### Your task
From the entries that follow, work out how many lines contain "orchid". Write the number only.

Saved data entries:
-*-*-

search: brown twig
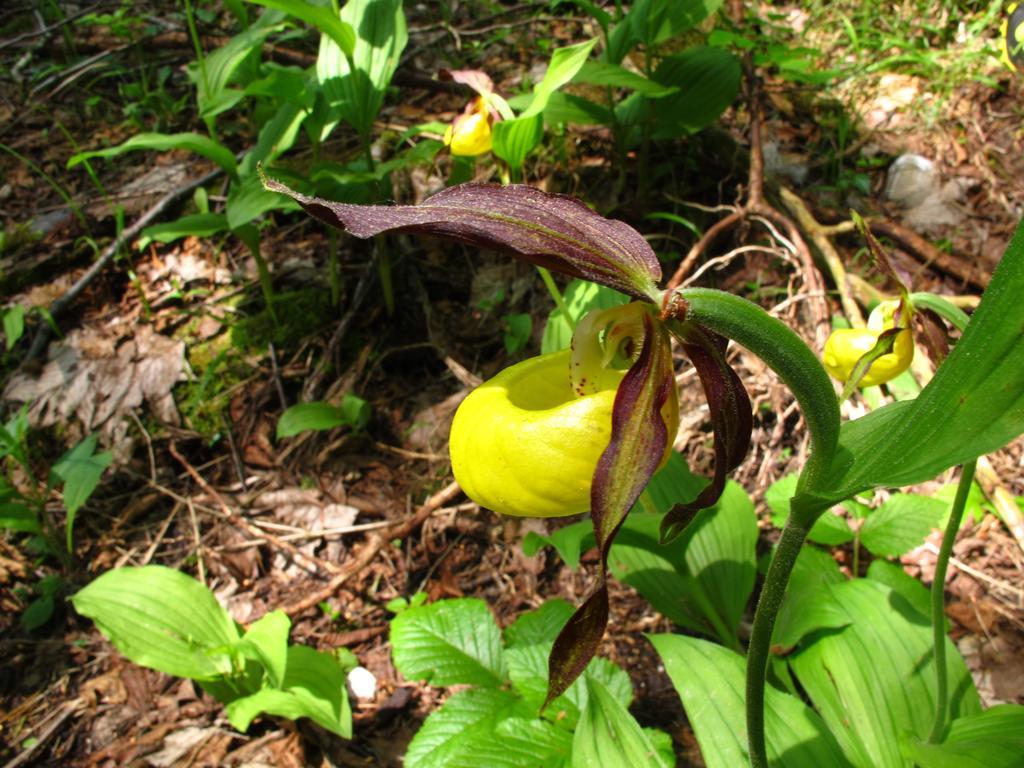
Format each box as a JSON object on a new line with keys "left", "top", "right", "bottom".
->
{"left": 280, "top": 480, "right": 462, "bottom": 617}
{"left": 25, "top": 166, "right": 223, "bottom": 362}
{"left": 974, "top": 456, "right": 1024, "bottom": 556}
{"left": 665, "top": 3, "right": 829, "bottom": 340}
{"left": 168, "top": 441, "right": 340, "bottom": 576}
{"left": 868, "top": 220, "right": 989, "bottom": 290}
{"left": 1, "top": 701, "right": 82, "bottom": 768}
{"left": 780, "top": 187, "right": 865, "bottom": 327}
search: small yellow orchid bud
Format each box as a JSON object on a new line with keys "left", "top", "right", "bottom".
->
{"left": 443, "top": 98, "right": 493, "bottom": 156}
{"left": 449, "top": 347, "right": 679, "bottom": 518}
{"left": 866, "top": 299, "right": 902, "bottom": 331}
{"left": 822, "top": 327, "right": 914, "bottom": 387}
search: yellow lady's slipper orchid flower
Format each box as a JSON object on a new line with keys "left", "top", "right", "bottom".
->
{"left": 822, "top": 328, "right": 914, "bottom": 387}
{"left": 1001, "top": 1, "right": 1023, "bottom": 71}
{"left": 444, "top": 97, "right": 493, "bottom": 156}
{"left": 449, "top": 345, "right": 679, "bottom": 518}
{"left": 823, "top": 298, "right": 914, "bottom": 387}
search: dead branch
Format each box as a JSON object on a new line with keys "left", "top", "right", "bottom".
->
{"left": 279, "top": 480, "right": 462, "bottom": 617}
{"left": 25, "top": 166, "right": 224, "bottom": 363}
{"left": 168, "top": 441, "right": 341, "bottom": 577}
{"left": 666, "top": 2, "right": 829, "bottom": 342}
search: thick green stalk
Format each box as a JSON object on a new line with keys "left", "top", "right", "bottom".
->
{"left": 927, "top": 459, "right": 976, "bottom": 743}
{"left": 745, "top": 517, "right": 814, "bottom": 768}
{"left": 672, "top": 289, "right": 840, "bottom": 496}
{"left": 668, "top": 288, "right": 841, "bottom": 767}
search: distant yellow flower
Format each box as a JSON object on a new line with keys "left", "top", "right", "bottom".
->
{"left": 444, "top": 97, "right": 493, "bottom": 156}
{"left": 822, "top": 299, "right": 914, "bottom": 388}
{"left": 1001, "top": 1, "right": 1024, "bottom": 71}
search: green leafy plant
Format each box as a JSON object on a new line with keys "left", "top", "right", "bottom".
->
{"left": 72, "top": 565, "right": 352, "bottom": 737}
{"left": 767, "top": 473, "right": 949, "bottom": 569}
{"left": 1, "top": 413, "right": 110, "bottom": 627}
{"left": 390, "top": 597, "right": 674, "bottom": 767}
{"left": 1, "top": 407, "right": 112, "bottom": 596}
{"left": 66, "top": 0, "right": 416, "bottom": 323}
{"left": 276, "top": 395, "right": 371, "bottom": 438}
{"left": 543, "top": 0, "right": 740, "bottom": 193}
{"left": 265, "top": 177, "right": 1024, "bottom": 767}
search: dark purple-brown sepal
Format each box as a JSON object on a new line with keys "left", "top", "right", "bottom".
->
{"left": 262, "top": 175, "right": 662, "bottom": 301}
{"left": 662, "top": 325, "right": 753, "bottom": 543}
{"left": 545, "top": 312, "right": 676, "bottom": 707}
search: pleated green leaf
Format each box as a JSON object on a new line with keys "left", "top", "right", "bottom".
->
{"left": 572, "top": 676, "right": 672, "bottom": 768}
{"left": 789, "top": 579, "right": 981, "bottom": 767}
{"left": 650, "top": 634, "right": 850, "bottom": 768}
{"left": 905, "top": 704, "right": 1024, "bottom": 768}
{"left": 71, "top": 565, "right": 239, "bottom": 682}
{"left": 68, "top": 132, "right": 237, "bottom": 177}
{"left": 391, "top": 598, "right": 506, "bottom": 686}
{"left": 225, "top": 645, "right": 351, "bottom": 737}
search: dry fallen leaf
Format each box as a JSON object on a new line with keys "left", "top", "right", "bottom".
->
{"left": 4, "top": 325, "right": 187, "bottom": 455}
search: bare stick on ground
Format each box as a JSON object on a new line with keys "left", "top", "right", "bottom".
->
{"left": 25, "top": 166, "right": 223, "bottom": 362}
{"left": 280, "top": 479, "right": 463, "bottom": 617}
{"left": 666, "top": 1, "right": 829, "bottom": 341}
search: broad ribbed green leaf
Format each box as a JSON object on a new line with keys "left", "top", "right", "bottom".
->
{"left": 651, "top": 47, "right": 742, "bottom": 137}
{"left": 772, "top": 545, "right": 848, "bottom": 653}
{"left": 866, "top": 560, "right": 935, "bottom": 622}
{"left": 225, "top": 645, "right": 351, "bottom": 737}
{"left": 0, "top": 502, "right": 40, "bottom": 534}
{"left": 629, "top": 0, "right": 723, "bottom": 46}
{"left": 572, "top": 61, "right": 677, "bottom": 97}
{"left": 650, "top": 634, "right": 850, "bottom": 768}
{"left": 798, "top": 220, "right": 1024, "bottom": 507}
{"left": 190, "top": 12, "right": 284, "bottom": 119}
{"left": 71, "top": 565, "right": 239, "bottom": 681}
{"left": 227, "top": 171, "right": 299, "bottom": 229}
{"left": 391, "top": 598, "right": 506, "bottom": 686}
{"left": 403, "top": 688, "right": 535, "bottom": 768}
{"left": 493, "top": 39, "right": 598, "bottom": 169}
{"left": 505, "top": 599, "right": 575, "bottom": 648}
{"left": 507, "top": 643, "right": 632, "bottom": 726}
{"left": 440, "top": 718, "right": 573, "bottom": 768}
{"left": 609, "top": 480, "right": 757, "bottom": 647}
{"left": 52, "top": 434, "right": 113, "bottom": 551}
{"left": 245, "top": 0, "right": 354, "bottom": 56}
{"left": 905, "top": 704, "right": 1024, "bottom": 768}
{"left": 539, "top": 92, "right": 614, "bottom": 126}
{"left": 234, "top": 610, "right": 290, "bottom": 688}
{"left": 790, "top": 579, "right": 981, "bottom": 767}
{"left": 138, "top": 213, "right": 229, "bottom": 249}
{"left": 68, "top": 132, "right": 237, "bottom": 177}
{"left": 572, "top": 676, "right": 672, "bottom": 768}
{"left": 860, "top": 494, "right": 946, "bottom": 557}
{"left": 315, "top": 0, "right": 405, "bottom": 138}
{"left": 503, "top": 601, "right": 631, "bottom": 726}
{"left": 276, "top": 397, "right": 370, "bottom": 438}
{"left": 767, "top": 474, "right": 853, "bottom": 545}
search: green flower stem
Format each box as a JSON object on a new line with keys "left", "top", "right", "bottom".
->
{"left": 909, "top": 292, "right": 971, "bottom": 332}
{"left": 671, "top": 289, "right": 840, "bottom": 501}
{"left": 927, "top": 459, "right": 976, "bottom": 743}
{"left": 538, "top": 267, "right": 573, "bottom": 330}
{"left": 669, "top": 288, "right": 841, "bottom": 767}
{"left": 745, "top": 516, "right": 813, "bottom": 768}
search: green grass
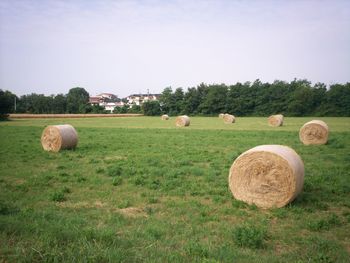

-*-*-

### Output of the task
2